_提供文段_
========================================================================
RegisterGraphAsync 最后來到 Worker 的實現，其首先依據 session_handle 查找到 WokerSession，然后調用 GraphMgr。

GraphMgr* SessionMgr::graph_mgr() const { return graph_mgr_.get(); }

RegisterGraphAsync 具體如下：

void Worker::RegisterGraphAsync(const RegisterGraphRequest* request,
                                RegisterGraphResponse* response,
                                StatusCallback done) {
  std::shared_ptr<WorkerSession> session;
  Status s;
  if (request->create_worker_session_called()) {
    s = env_->session_mgr->WorkerSessionForSession(request->session_handle(),
                                                   &session);
  } else {
    session = env_->session_mgr->LegacySession();
  }
  if (s.ok()) {
    s = session->graph_mgr()->Register(
        request->session_handle(), request->graph_def(), session.get(),
        request->graph_options(), request->debug_options(),
        request->config_proto(), request->collective_graph_key(),
        session->cluster_flr(), response->mutable_graph_handle());
  }
  done(s);
}

2.2 GraphMgr

GraphMgr 負責跟蹤一組在 TensorFlow 工作者那里注冊的計算圖。每個注冊的圖都由 GraphMgr 生成的句柄 graph_handle 來識別，并返回給調用者。在成功注冊后，調用者使用圖句柄執行一個圖。每個執行都通過調用者生成的全局唯一ID "step_id"與其他執行區分開來。只要使用的 "step_id"不同，多個執行可以同時獨立使用同一個圖，多個線程可以并發地調用 GraphMgr 方法。
========================================================================
_練習任務_
(a) 在關於 RegisterGraphAsync 的文段代碼中，對 request 調用了哪些方法？請全部列出，重複出現的只列一次。
(b) 請從最後一句之後接著寫下去，續寫這段介紹 GraphMgr 的文字。
以下記錄是另一份獨立材料，與上面的文段沒有關聯。

_記錄摘錄_
========================================================================
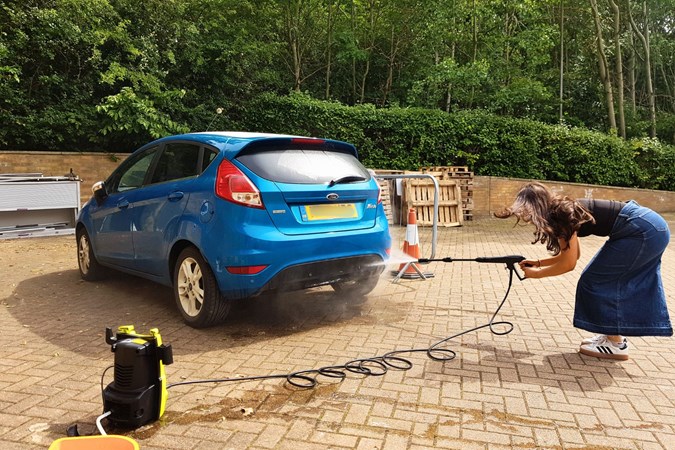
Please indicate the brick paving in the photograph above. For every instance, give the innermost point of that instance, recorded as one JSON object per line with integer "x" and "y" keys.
{"x": 528, "y": 389}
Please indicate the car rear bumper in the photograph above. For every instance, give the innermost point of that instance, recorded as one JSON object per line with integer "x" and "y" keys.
{"x": 298, "y": 262}
{"x": 303, "y": 276}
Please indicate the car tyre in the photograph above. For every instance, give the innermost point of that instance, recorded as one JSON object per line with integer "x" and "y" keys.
{"x": 359, "y": 288}
{"x": 90, "y": 269}
{"x": 196, "y": 291}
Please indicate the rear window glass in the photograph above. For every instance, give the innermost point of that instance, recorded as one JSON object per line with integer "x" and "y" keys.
{"x": 303, "y": 166}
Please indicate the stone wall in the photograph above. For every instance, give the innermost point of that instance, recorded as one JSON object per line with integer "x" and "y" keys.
{"x": 490, "y": 194}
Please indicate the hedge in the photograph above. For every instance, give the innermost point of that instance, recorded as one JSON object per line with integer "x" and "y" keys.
{"x": 410, "y": 138}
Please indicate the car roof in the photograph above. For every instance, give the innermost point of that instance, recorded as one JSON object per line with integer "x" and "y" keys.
{"x": 235, "y": 141}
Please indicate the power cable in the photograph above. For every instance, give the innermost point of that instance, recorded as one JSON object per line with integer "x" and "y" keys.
{"x": 379, "y": 365}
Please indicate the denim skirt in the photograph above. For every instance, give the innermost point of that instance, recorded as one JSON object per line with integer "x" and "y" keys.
{"x": 620, "y": 292}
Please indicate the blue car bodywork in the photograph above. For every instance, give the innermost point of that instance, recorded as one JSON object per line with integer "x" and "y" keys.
{"x": 292, "y": 235}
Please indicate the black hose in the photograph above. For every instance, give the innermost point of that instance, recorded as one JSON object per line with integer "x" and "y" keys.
{"x": 377, "y": 365}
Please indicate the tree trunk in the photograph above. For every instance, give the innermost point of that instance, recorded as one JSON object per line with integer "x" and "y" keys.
{"x": 618, "y": 67}
{"x": 562, "y": 65}
{"x": 329, "y": 47}
{"x": 631, "y": 72}
{"x": 604, "y": 68}
{"x": 644, "y": 38}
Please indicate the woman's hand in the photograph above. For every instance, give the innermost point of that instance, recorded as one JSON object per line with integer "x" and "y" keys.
{"x": 563, "y": 262}
{"x": 530, "y": 267}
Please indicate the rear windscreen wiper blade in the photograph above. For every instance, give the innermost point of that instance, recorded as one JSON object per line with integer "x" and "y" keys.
{"x": 347, "y": 179}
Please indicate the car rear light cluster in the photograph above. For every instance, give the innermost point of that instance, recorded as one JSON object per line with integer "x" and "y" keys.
{"x": 232, "y": 185}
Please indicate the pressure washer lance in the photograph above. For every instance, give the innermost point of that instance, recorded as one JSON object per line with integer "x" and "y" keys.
{"x": 509, "y": 260}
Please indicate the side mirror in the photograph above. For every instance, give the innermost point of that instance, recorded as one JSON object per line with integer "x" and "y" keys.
{"x": 100, "y": 193}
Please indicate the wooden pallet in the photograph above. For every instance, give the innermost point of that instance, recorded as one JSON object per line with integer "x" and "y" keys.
{"x": 419, "y": 195}
{"x": 464, "y": 177}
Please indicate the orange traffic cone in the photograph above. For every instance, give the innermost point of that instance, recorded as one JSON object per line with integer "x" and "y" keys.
{"x": 411, "y": 247}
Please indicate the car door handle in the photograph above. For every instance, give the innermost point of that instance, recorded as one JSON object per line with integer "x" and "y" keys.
{"x": 175, "y": 196}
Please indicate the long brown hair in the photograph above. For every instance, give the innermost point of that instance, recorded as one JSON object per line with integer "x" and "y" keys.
{"x": 553, "y": 216}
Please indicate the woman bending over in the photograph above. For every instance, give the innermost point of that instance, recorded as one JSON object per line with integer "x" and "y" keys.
{"x": 620, "y": 292}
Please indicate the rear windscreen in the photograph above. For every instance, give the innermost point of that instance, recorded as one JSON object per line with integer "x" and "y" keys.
{"x": 304, "y": 166}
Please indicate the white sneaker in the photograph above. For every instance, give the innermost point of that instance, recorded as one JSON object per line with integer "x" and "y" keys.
{"x": 594, "y": 339}
{"x": 604, "y": 348}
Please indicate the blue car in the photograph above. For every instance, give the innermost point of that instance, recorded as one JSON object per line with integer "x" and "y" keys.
{"x": 220, "y": 216}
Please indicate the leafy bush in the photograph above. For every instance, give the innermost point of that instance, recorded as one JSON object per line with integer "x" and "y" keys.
{"x": 410, "y": 138}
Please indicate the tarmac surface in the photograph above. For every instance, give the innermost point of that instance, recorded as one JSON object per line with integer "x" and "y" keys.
{"x": 528, "y": 389}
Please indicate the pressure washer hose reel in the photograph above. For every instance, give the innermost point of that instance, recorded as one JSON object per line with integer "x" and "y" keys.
{"x": 138, "y": 393}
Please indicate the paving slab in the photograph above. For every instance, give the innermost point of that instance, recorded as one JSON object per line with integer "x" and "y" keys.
{"x": 526, "y": 389}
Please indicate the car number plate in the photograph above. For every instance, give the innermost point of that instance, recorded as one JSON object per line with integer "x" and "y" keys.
{"x": 332, "y": 211}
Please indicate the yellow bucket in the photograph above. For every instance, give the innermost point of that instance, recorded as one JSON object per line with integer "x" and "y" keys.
{"x": 107, "y": 442}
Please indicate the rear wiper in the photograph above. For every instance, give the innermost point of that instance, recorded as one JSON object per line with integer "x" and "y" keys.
{"x": 347, "y": 179}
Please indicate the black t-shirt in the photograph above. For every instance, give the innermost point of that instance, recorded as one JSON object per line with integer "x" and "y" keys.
{"x": 604, "y": 212}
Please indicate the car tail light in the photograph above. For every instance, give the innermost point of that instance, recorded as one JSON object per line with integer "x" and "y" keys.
{"x": 245, "y": 270}
{"x": 232, "y": 185}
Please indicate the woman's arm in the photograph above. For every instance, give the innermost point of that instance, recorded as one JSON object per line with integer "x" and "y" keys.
{"x": 563, "y": 262}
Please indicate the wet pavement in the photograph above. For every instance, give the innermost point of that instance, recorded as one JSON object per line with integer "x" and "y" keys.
{"x": 526, "y": 389}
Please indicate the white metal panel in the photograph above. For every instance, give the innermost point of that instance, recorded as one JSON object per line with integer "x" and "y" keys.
{"x": 31, "y": 195}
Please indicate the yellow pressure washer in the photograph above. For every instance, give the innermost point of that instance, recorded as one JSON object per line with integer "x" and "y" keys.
{"x": 138, "y": 393}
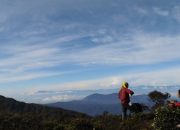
========================================================================
_參考解答_
(a) create_worker_session_called()、session_handle()、graph_def()、graph_options()、debug_options()、config_proto()、collective_graph_key()

(b)
2.2.1 定義

GraphMgr 具體定義如下：

class GraphMgr {
 private:
  typedef GraphMgr ME;

  struct ExecutionUnit {
    std::unique_ptr<Graph> graph = nullptr;
    Device* device = nullptr;               // not owned.
    Executor* root = nullptr;               // not owned.
    FunctionLibraryRuntime* lib = nullptr;  // not owned.
    // Build the cost model if this value is strictly positive.
    int64_t build_cost_model = 0;
  };

  struct Item : public core::RefCounted {
    ~Item() override;

    // Session handle.
    string session;

    // Graph handle.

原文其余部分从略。